DOCUMENT EXCERPT -
# Employer Registration Number?



## ButtermilkJa

I'm just filling out the 'Busines Registers Inquiry 2008' and it's asking for my Employer Registration Number. Is this something I would automatically have or is it only assigned when you register your first employee?

At the moment I am a proprietory director and there are no other employees.


----------



## Graham_07

ButtermilkJa said:


> I'm just filling out the 'Busines Registers Inquiry 2008' and it's asking for my Employer Registration Number. Is this something I would automatically have or is it only assigned when you register your first employee?
> 
> At the moment I am a proprietory director and there are no other employees.


 
I would consider it to be the company's employer reg'd number ( which usually is also the same as the VAT and CT number )


----------



## ButtermilkJa

Thanks Graham, I thought it might have been, but the form states 'if applicable' beside the question so I thought it might be different? I can't find any reference to an Employer Registration Number in any of my correspondance from Revenue.


----------



## Graham_07

ButtermilkJa said:


> Thanks Graham, I thought it might have been, but the form states 'if applicable' beside the question so I thought it might be different? I can't find any reference to an Employer Registration Number in any of my correspondance from Revenue.


 
DO you not have a Tax Deduction Card as an employee of the company ? If so , the ER reg'd No. is shown there.

Excerpts from a point labeling dataset -

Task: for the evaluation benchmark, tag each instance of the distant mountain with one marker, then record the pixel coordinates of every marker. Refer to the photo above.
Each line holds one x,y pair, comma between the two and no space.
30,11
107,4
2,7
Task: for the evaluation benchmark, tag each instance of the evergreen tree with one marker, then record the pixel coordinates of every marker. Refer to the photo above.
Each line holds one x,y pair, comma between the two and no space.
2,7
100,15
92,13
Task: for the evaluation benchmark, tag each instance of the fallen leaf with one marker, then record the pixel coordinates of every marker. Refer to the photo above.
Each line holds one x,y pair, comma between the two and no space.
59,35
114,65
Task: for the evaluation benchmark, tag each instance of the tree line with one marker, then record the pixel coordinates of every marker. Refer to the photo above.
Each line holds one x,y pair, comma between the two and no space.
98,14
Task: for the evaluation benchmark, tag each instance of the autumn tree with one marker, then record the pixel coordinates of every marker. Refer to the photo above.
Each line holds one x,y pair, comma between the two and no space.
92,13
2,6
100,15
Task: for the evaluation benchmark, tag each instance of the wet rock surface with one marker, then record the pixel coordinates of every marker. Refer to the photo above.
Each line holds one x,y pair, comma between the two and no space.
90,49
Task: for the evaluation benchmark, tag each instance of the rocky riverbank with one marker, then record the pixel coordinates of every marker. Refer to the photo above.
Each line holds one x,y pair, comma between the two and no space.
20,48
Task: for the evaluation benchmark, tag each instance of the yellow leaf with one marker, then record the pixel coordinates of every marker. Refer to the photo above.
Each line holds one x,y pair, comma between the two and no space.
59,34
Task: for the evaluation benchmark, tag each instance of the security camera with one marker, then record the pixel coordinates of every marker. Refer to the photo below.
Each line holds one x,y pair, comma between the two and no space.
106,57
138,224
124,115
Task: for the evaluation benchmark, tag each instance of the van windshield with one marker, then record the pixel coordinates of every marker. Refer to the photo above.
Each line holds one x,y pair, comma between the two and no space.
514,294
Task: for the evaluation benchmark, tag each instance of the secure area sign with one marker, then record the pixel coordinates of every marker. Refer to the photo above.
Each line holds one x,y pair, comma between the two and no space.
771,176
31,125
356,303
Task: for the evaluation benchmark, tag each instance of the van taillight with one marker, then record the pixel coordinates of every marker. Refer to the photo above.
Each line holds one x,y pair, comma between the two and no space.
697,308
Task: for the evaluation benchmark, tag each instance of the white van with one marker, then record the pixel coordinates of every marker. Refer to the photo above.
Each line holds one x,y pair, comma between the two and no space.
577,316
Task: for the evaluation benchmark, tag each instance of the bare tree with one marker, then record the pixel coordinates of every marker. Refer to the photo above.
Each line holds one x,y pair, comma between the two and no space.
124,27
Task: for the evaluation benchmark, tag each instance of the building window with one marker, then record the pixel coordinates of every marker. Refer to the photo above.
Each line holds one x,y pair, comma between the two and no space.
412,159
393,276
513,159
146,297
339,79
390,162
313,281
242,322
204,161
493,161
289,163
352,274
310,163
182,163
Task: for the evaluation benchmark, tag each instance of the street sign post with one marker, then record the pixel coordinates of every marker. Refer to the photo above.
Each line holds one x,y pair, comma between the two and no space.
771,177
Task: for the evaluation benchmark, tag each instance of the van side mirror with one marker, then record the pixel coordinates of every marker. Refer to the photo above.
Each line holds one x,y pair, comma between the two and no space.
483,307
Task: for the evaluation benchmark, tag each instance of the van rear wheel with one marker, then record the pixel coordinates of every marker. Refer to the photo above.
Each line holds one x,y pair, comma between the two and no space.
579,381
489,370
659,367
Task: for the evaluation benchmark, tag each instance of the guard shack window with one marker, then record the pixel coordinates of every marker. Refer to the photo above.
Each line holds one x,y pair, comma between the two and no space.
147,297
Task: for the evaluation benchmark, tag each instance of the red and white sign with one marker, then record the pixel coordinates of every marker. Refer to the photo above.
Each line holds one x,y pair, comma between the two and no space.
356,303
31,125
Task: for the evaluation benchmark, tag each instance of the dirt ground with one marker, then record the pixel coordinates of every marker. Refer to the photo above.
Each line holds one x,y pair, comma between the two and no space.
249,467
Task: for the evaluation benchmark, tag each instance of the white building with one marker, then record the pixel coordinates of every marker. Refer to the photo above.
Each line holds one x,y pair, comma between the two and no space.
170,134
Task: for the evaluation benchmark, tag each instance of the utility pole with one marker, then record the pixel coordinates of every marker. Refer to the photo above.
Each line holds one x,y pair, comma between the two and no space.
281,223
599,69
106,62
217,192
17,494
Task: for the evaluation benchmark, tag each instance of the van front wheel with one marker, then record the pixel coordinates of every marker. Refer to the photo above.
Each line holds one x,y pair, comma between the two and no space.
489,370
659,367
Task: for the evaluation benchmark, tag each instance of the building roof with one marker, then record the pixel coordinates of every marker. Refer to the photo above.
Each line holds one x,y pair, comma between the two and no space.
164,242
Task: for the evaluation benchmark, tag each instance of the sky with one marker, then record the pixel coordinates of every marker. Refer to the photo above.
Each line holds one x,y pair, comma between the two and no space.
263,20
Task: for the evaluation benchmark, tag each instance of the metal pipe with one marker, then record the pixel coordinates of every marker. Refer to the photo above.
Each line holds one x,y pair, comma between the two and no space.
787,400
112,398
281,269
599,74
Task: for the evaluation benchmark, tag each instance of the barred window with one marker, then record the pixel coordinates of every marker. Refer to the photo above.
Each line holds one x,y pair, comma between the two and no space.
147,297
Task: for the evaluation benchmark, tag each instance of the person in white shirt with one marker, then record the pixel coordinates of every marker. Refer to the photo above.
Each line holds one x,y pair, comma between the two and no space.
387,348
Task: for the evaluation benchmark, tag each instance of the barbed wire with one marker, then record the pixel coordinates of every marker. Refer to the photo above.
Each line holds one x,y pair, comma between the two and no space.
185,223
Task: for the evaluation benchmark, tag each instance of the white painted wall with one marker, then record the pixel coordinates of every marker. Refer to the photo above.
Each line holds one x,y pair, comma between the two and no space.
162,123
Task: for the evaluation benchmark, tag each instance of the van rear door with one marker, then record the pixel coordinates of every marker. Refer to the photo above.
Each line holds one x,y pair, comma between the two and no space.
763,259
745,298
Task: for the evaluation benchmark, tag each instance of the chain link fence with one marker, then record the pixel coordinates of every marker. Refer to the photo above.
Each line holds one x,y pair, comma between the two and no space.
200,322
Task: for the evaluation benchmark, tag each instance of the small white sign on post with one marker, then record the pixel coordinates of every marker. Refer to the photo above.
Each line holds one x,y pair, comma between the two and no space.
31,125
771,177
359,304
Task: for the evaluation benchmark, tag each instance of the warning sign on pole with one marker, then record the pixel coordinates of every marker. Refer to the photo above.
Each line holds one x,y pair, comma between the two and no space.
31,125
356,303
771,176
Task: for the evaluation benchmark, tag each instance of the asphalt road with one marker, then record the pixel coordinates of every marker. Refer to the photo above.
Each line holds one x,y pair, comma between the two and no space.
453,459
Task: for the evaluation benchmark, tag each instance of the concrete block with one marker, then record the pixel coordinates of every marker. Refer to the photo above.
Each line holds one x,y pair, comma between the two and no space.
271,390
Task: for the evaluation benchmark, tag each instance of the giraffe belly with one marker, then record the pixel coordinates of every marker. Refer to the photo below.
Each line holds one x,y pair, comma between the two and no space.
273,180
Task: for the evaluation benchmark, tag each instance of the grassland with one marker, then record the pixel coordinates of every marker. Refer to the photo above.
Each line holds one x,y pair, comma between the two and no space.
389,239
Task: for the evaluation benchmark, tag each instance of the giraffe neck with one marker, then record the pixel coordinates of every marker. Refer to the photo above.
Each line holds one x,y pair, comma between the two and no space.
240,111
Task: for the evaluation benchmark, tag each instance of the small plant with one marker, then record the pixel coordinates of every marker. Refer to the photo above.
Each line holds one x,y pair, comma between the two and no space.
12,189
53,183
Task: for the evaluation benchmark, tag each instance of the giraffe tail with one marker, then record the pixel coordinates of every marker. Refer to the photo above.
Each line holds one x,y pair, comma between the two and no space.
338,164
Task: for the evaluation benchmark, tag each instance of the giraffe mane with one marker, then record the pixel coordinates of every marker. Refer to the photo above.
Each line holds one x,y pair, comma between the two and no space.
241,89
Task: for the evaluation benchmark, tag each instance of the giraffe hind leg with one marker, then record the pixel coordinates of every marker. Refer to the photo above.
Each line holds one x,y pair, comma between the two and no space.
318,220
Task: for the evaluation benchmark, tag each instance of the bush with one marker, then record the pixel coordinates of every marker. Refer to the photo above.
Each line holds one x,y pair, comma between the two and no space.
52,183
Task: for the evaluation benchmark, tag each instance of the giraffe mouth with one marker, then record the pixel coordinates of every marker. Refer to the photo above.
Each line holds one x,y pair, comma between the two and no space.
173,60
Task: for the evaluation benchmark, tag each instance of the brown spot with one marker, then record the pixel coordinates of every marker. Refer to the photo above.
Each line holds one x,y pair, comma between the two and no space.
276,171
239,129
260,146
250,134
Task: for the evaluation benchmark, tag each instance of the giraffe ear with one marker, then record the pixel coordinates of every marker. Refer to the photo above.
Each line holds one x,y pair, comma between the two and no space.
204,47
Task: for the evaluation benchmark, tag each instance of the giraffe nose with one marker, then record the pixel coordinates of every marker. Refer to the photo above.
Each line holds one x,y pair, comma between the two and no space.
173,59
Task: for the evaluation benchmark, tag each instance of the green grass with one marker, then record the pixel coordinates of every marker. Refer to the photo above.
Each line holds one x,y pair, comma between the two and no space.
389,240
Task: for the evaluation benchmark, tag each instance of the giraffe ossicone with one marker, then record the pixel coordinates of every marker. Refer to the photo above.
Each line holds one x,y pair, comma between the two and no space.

WRITTEN INSTRUCTION A -
According to the forum thread on the employer registration number, which two numbers is the company's employer registration number usually the same as?
WRITTEN INSTRUCTION B -
Pick up the forum thread on the employer registration number after its last reply and write what comes next.

WRITTEN REPLY A -
The VAT number and the CT number.

WRITTEN REPLY B -
----------



## ButtermilkJa

No. Well, I don't think so anyway? I got my accountant to set-up the company for me and since then I have just been paying myself a salary and paying the PAYE/PRSI due to Revenue through ROS myself.


----------



## ubiquitous

If your company is paying PAYE/PRSI via ROS, then the registration number used for this purpose is the employer registration number.


----------



## Graham_07

If you are on salary and are paying PAYE/PRSI then ther must be an instruction for you - a Certificate of tax credits and standard rate cut-off point. This may be a slip or a white card printed on both sides. ( perhaps check with your accountant on this )

If you are using ROS then the Registration number which comes up on ROS for you to file the PAYE/PRSI is the number we are talking about. The Employer Reg'd No.


----------



## ButtermilkJa

Thanks guys. I'm going to use that number so.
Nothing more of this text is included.